There’s this crazy myth that eating clean food is available to only the wealthiest among us—you know, those who can afford to drop $25 on a jar of yogurt and direct a car-payment-sized chunk of their monthly budget toward designer adaptogens.
That’s unfortunate, because there’s no question that food in its most natural form—free of additives like refined sugars and synthetic preservatives—is better for your body. And it can also be healthier for your wallet, argues Ian K. Smith, MD, author of The Clean 20.
“Clean eating is affordable and accessible across all socioeconomic strata,” he insists. “The reason people think it’s expensive is because they think you can only eat organic foods. Also, when clean eating became popular, it began as a trend of those in the upper echelons.” (Remember Gwyneth Paltrow’s infamous $200 smoothie?)
“Clean eating is affordable and accessible across all socioeconomic strata.”—Ian K. Smith, MD
But with a few smart strategies and some prep work, it’s possible to eat clean for under $100 per week, Dr. Smith says. First, make sure you’re sticking to the perimeter of the store when you shop—typically home of the fruits and vegetables, meat, fish, and eggs. Also, he recommends only shopping once a week and buying in bulk. This helps keep costs down, while allowing you to meal-prep healthy food to keep on hand all week long.

- AIM OF THE EXERCISE:
Answer these questions on the clean-eating passage, numbering each answer to match:
1. Which two additives does the passage say are absent from food in its most natural form?
2. What is the title of the book by Ian K. Smith, MD?
3. What weekly amount does Dr. Smith say it is possible to eat clean for?

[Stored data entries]
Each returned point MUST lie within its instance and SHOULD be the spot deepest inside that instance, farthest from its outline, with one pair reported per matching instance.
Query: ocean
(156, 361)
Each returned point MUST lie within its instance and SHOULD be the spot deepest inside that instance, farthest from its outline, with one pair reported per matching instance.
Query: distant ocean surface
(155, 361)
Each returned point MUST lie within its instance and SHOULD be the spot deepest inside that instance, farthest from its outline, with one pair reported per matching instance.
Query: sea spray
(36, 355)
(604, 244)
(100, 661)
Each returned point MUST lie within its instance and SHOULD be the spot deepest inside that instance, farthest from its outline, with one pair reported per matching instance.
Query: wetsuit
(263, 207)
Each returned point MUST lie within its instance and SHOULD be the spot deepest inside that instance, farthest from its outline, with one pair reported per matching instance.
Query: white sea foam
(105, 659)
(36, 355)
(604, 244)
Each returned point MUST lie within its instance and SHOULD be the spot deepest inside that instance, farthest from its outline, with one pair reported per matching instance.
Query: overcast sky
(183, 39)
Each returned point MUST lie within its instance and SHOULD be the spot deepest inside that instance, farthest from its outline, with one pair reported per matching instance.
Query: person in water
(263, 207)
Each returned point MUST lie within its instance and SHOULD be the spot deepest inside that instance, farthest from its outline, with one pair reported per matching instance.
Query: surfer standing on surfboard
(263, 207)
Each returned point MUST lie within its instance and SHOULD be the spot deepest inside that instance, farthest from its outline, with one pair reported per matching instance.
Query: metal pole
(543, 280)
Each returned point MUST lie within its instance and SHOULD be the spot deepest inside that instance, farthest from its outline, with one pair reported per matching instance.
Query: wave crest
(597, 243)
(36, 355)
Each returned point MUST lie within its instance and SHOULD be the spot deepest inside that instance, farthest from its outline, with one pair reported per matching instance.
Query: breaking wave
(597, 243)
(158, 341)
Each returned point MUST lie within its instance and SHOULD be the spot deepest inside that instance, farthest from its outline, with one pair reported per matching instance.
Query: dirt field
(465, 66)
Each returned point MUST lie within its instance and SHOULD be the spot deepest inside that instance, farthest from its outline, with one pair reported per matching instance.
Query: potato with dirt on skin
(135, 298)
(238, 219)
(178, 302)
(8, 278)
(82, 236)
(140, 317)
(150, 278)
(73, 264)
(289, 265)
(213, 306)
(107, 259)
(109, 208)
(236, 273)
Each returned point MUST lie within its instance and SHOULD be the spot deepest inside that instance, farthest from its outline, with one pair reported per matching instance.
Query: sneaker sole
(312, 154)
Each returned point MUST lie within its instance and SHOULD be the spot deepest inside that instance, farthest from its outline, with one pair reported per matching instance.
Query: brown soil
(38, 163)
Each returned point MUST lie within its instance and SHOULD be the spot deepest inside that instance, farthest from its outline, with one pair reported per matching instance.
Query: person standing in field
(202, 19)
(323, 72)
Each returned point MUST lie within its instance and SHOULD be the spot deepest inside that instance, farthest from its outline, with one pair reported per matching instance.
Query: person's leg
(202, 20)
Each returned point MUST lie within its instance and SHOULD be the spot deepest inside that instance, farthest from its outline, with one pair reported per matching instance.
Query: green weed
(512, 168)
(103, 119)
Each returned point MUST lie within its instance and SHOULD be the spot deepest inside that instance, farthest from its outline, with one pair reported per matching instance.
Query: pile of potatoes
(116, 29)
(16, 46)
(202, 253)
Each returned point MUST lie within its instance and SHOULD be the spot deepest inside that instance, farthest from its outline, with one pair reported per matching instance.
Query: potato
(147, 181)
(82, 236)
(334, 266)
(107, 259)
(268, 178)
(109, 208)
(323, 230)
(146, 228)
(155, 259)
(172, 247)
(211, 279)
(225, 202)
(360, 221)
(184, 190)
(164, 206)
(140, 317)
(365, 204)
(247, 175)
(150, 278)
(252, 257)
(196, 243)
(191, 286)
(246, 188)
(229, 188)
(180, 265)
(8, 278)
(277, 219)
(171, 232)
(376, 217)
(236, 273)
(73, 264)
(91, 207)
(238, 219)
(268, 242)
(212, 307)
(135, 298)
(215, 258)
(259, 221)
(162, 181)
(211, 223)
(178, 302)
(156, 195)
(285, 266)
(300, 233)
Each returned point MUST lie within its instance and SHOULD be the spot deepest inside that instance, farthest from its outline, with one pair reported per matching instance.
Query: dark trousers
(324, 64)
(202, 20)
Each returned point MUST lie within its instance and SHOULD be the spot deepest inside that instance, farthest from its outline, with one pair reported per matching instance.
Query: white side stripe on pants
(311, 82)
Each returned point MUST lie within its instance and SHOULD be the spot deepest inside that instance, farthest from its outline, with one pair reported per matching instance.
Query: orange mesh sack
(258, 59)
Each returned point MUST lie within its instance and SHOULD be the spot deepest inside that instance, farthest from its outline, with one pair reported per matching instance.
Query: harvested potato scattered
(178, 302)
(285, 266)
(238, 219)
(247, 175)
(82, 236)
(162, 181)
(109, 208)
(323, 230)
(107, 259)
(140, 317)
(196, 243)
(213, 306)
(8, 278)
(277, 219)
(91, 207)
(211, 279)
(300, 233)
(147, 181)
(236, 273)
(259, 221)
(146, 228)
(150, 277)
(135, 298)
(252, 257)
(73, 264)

- EXERCISE ANSWER:
1. Refined sugars and synthetic preservatives.
2. The Clean 20.
3. Under $100 per week.